Dosen UMSU Kritik Aturan Penerimaan Mahasiswa Baru PTN, Sebut PTS Kian Terjepit

Sebarkan:

 

Dosen FKIP UMSU, Yulhasni, menyampaikan kritik tajam terhadap regulasi yang dikeluarkan Kemendikbudristek RI. Istimewa/Hastara.id

MEDAN, HASTARA.ID — Kebijakan baru Kementerian Pendidikan, Kebudayaan, Riset, dan Teknologi (Kemendikbudristek) soal penerimaan mahasiswa baru di perguruan tinggi negeri (PTN) mendapat sorotan dari kalangan akademisi. 

Dosen Fakultas Keguruan dan Ilmu Pendidikan (FKIP) Universitas Muhammadiyah Sumatera Utara (UMSU), Yulhasni, menyampaikan kritik tajam terhadap regulasi tersebut karena dinilai bisa mengancam keberlangsungan perguruan tinggi swasta (PTS).
• • • • •
Tuliskan kembali tanpa perubahan bagian berita tentang kritik dosen UMSU di atas, mulai dari "Dosen FKIP UMSU, Yulhasni, menyampaikan" dan terus sampai "dari kalangan akademisi.".

CATATAN DATASET:
• • • • •
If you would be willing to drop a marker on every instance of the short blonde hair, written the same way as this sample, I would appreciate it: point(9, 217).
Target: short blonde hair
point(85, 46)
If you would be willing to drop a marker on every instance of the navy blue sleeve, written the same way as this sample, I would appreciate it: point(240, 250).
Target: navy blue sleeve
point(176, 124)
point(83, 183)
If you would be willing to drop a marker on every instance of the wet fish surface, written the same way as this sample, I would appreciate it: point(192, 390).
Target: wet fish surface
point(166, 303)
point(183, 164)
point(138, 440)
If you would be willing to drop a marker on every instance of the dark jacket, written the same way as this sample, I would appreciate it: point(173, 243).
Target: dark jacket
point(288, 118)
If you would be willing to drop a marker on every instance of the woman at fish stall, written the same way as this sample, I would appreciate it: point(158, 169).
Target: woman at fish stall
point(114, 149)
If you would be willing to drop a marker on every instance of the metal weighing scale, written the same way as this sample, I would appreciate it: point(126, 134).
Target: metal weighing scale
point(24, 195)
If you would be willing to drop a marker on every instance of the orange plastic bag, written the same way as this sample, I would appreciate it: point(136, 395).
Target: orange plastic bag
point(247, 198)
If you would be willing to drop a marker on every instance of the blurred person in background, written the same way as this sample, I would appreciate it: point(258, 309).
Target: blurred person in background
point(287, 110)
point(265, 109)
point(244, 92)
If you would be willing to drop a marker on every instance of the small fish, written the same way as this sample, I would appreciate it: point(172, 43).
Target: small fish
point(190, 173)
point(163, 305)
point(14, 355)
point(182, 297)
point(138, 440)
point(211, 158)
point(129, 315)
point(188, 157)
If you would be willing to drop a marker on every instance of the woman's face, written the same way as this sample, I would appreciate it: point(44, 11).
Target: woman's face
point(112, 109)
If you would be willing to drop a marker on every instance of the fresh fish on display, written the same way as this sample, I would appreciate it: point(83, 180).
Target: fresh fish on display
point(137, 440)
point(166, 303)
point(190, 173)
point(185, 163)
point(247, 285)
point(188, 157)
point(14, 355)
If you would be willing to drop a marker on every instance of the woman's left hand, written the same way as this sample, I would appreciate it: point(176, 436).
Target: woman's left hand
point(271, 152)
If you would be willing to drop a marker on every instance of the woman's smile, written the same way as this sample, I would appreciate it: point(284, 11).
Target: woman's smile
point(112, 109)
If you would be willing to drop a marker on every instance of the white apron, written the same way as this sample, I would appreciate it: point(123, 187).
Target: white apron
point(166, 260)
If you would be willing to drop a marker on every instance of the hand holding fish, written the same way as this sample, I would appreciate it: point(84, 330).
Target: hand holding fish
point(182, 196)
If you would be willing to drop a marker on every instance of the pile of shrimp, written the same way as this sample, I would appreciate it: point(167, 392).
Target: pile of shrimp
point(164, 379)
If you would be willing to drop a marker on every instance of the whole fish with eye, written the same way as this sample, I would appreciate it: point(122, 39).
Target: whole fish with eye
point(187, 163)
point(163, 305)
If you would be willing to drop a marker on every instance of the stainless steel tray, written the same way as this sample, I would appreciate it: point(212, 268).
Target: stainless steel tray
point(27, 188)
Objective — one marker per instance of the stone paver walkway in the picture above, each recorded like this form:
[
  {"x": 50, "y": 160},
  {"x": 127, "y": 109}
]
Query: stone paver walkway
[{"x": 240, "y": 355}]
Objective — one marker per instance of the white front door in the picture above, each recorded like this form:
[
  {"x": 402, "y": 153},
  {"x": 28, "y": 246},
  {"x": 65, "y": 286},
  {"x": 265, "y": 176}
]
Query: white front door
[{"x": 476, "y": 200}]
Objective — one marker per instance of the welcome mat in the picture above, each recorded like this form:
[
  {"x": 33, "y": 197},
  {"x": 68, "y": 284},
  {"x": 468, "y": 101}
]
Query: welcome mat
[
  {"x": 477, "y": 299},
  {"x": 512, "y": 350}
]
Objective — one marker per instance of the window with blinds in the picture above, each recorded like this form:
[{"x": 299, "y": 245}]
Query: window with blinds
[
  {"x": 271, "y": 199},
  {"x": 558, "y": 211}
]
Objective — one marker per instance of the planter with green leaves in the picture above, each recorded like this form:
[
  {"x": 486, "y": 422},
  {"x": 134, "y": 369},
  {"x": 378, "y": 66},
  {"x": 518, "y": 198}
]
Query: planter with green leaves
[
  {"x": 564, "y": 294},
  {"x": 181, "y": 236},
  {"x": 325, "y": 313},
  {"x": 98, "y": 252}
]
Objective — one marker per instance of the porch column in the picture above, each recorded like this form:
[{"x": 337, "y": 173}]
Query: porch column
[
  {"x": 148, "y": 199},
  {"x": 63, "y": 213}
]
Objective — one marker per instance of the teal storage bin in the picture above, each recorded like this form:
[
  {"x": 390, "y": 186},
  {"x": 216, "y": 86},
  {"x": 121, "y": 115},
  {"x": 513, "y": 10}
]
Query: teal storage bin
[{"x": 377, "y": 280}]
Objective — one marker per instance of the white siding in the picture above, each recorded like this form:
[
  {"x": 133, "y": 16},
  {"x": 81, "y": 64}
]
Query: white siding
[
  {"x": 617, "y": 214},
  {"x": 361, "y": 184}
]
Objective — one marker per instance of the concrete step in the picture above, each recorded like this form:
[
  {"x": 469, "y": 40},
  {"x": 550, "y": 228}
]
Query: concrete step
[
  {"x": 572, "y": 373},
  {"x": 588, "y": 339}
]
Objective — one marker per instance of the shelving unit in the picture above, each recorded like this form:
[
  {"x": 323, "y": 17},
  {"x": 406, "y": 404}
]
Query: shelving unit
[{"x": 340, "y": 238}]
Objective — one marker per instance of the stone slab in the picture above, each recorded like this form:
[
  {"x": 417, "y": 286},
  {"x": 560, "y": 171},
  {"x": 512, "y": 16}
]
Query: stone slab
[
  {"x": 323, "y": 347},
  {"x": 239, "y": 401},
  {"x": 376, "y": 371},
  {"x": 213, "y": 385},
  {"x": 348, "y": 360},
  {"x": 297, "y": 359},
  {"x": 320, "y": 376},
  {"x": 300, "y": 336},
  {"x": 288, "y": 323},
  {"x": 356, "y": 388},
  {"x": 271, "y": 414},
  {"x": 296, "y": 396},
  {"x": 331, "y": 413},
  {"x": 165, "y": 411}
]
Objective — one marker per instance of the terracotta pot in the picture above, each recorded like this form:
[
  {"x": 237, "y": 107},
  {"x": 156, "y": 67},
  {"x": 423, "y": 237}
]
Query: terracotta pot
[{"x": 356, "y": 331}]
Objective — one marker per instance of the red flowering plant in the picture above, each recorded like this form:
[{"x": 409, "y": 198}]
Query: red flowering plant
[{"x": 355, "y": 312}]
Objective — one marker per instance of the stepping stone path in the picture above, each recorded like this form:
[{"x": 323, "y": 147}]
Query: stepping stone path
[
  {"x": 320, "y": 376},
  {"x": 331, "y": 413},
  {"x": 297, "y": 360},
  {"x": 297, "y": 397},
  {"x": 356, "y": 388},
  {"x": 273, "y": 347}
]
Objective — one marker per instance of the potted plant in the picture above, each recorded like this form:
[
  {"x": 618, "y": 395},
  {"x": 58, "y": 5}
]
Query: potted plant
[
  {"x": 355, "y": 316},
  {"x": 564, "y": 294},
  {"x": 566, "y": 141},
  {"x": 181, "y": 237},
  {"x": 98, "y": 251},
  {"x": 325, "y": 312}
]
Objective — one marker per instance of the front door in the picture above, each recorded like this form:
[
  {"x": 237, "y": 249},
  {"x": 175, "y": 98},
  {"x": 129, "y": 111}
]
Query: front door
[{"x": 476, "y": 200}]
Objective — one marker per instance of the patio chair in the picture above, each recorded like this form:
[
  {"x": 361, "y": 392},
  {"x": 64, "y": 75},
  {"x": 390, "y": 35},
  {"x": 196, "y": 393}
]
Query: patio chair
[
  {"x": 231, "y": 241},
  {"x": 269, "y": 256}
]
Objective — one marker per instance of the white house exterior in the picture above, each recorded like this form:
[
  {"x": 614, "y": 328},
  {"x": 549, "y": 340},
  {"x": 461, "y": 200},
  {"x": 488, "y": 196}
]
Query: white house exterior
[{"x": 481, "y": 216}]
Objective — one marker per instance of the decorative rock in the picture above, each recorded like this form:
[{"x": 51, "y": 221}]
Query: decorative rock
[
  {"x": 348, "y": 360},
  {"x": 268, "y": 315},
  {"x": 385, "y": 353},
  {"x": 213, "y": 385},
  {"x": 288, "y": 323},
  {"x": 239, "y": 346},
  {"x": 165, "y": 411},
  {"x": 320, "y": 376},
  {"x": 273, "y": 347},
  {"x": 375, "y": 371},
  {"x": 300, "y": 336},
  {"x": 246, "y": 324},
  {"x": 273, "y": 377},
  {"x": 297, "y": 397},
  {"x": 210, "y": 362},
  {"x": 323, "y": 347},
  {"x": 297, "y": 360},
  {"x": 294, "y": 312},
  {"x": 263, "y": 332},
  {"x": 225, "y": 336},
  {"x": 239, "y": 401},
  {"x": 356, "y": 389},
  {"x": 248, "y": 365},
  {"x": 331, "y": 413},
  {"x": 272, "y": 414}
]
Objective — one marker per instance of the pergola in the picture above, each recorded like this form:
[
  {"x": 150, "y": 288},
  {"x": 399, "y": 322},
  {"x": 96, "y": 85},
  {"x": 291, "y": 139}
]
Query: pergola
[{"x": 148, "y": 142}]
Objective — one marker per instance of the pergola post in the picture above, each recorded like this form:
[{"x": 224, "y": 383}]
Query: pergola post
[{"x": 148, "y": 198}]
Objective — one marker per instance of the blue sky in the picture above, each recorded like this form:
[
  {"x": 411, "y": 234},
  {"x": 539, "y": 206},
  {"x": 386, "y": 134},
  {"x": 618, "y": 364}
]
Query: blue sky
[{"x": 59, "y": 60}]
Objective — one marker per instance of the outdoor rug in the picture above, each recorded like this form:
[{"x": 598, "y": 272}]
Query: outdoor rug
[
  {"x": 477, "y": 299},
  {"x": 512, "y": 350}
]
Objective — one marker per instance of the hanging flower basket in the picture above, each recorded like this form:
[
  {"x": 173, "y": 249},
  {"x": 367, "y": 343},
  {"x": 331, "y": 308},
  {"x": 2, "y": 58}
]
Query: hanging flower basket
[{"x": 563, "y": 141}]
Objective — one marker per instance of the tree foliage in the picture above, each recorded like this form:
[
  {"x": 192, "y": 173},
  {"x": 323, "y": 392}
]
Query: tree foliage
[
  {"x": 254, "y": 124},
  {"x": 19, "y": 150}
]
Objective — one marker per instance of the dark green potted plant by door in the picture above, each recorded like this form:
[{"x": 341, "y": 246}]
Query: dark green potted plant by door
• • • • •
HASIL TUGAS:
Dosen FKIP UMSU, Yulhasni, menyampaikan kritik tajam terhadap regulasi yang dikeluarkan Kemendikbudristek RI. Istimewa/Hastara.id

MEDAN, HASTARA.ID — Kebijakan baru Kementerian Pendidikan, Kebudayaan, Riset, dan Teknologi (Kemendikbudristek) soal penerimaan mahasiswa baru di perguruan tinggi negeri (PTN) mendapat sorotan dari kalangan akademisi.